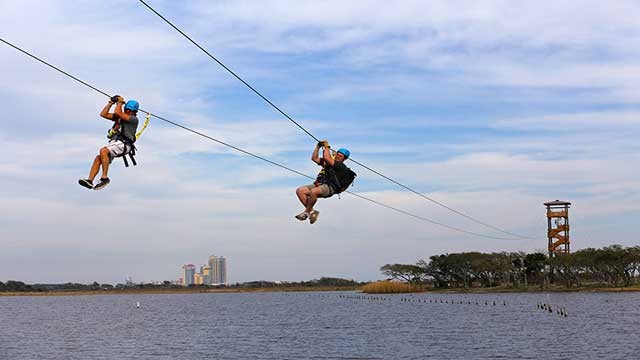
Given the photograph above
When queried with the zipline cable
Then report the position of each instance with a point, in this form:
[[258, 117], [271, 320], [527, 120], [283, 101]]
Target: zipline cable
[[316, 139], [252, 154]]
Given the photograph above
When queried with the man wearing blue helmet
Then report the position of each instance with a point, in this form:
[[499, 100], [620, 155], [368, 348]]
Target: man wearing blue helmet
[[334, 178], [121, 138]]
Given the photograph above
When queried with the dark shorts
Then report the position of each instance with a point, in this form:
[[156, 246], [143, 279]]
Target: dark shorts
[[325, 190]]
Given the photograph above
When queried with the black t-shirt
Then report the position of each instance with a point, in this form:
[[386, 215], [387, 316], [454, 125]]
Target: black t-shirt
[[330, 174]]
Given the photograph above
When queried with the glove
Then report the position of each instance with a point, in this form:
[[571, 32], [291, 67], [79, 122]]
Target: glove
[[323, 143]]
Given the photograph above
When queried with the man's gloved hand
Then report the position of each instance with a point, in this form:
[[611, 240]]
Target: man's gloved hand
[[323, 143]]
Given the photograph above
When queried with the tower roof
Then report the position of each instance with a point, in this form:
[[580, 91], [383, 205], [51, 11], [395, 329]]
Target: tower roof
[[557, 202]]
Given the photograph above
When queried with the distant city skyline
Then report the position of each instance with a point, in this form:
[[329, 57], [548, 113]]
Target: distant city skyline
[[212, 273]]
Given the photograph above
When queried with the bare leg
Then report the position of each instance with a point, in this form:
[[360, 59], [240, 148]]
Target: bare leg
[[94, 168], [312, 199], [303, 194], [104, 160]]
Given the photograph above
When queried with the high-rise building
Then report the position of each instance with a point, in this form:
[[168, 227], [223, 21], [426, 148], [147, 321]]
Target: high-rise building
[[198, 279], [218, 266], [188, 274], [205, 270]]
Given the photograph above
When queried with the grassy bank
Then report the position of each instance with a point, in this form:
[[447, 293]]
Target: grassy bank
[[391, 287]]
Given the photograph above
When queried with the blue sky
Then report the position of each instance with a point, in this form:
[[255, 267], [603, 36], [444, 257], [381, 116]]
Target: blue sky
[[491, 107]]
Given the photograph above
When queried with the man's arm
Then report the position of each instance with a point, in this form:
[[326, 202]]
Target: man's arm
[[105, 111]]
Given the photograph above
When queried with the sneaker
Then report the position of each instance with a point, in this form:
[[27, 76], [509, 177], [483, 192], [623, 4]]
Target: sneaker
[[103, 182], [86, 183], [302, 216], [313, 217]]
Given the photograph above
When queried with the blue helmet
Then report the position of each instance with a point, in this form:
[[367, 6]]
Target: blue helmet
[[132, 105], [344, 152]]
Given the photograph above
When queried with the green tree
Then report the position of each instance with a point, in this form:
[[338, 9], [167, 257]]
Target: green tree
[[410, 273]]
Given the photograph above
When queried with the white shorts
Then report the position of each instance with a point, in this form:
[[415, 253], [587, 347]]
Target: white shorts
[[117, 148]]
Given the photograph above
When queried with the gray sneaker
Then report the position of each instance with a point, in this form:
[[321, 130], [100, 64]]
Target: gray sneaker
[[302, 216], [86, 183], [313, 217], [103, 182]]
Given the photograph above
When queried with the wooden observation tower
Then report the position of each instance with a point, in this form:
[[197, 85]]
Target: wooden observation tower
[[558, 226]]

◇ ◇ ◇ ◇

* _Work order_
The expected result is the data above in exact form, free of pictures.

* _Answer space_
Given the photograph above
When queried with the zipline cable
Then report the position of each instance with a point, in this form:
[[258, 117], [271, 320], [527, 120], [283, 101]]
Target: zipline cable
[[316, 139], [252, 154]]
Given the photograph above
When queried with the man wearing blue helmet
Then report the position of each instance with a point, in this form:
[[499, 100], [620, 155], [368, 348]]
Target: man wearing blue helmet
[[334, 178], [121, 138]]
Given the photograph above
When queried with the dark shorts
Then report the position of each instance with a point, in this form:
[[156, 246], [143, 279]]
Target: dark shorts
[[325, 190]]
Given the photograph above
When queried with the black t-shirt
Then report the position of each instance with a point, in this form:
[[386, 215], [387, 316], [454, 125]]
Target: black t-shirt
[[330, 174]]
Given the photograph above
When queried with the glove
Then report the position of each instance with a point, in this form:
[[571, 32], [291, 67], [79, 122]]
Target: glove
[[323, 143]]
Given the photograph above
When queried with the man's gloved hand
Then report the position of each instance with a point, in this form:
[[611, 240]]
Target: man's gloved hand
[[323, 143]]
Given the photograph above
When queried with the tower roof
Then report the position of each instance with a point, in this form:
[[580, 91], [383, 205], [51, 11], [395, 329]]
Target: tower roof
[[557, 202]]
Given the photograph above
When queried with the distant city skyline
Then report the position of each instance with a point, in this form:
[[329, 57], [548, 113]]
Target: distant city skyline
[[212, 273]]
Given the photograph above
When queried with the bare leg
Then report the position of each instance with a point, in this form:
[[360, 59], [240, 148]]
Target: bare leg
[[94, 168], [312, 199], [303, 194], [104, 160]]
Given the photograph above
When queried with the high-rise building
Then report the position of each instance with a point, in this form:
[[168, 227], [223, 21], [426, 148], [147, 321]]
Target: high-rise building
[[198, 279], [218, 266], [188, 274], [205, 270]]
Given the photograph above
When queried with the grassy bank
Then report the position of each instance with a point, in this form:
[[447, 293]]
Target: grassy bank
[[391, 287]]
Given the photograph above
When queried with the blue sky
Then report the position of each instance with a point, in this form:
[[255, 267], [603, 36], [444, 257], [381, 116]]
Target: blue sky
[[491, 107]]
Given the photograph above
When queried with the man's arm
Then report the position of each instance with a point, in this form:
[[326, 202]]
Target: man's arm
[[105, 111]]
Given the photograph above
When queried with the sneaker
Then report the position of each instance with a point, in this form:
[[27, 76], [509, 177], [483, 192], [623, 4]]
Target: sneaker
[[103, 182], [86, 183], [302, 216], [313, 217]]
Given the photograph above
When queried with the blue helmet
Then report the position of each instance with a point, in this form:
[[367, 6]]
Target: blue helmet
[[132, 105], [344, 152]]
Given the photograph above
When queried with the green tree
Then report the position of each instance with a point, in this form:
[[338, 9], [167, 257]]
Target: green tree
[[410, 273]]
Given the photograph above
When queried with the white shorts
Then report the position of each instance with a point, in this form:
[[415, 253], [587, 347]]
Target: white shorts
[[117, 148]]
Given the photograph above
When queried with the gray sneaker
Then report the position of each instance with a point, in this form:
[[321, 130], [100, 64]]
Target: gray sneaker
[[302, 216], [86, 183], [313, 217], [103, 182]]
Given the photograph above
When queried with the wooden observation tower
Then report the position of each instance with a point, in this form:
[[197, 85]]
Target: wooden observation tower
[[558, 226]]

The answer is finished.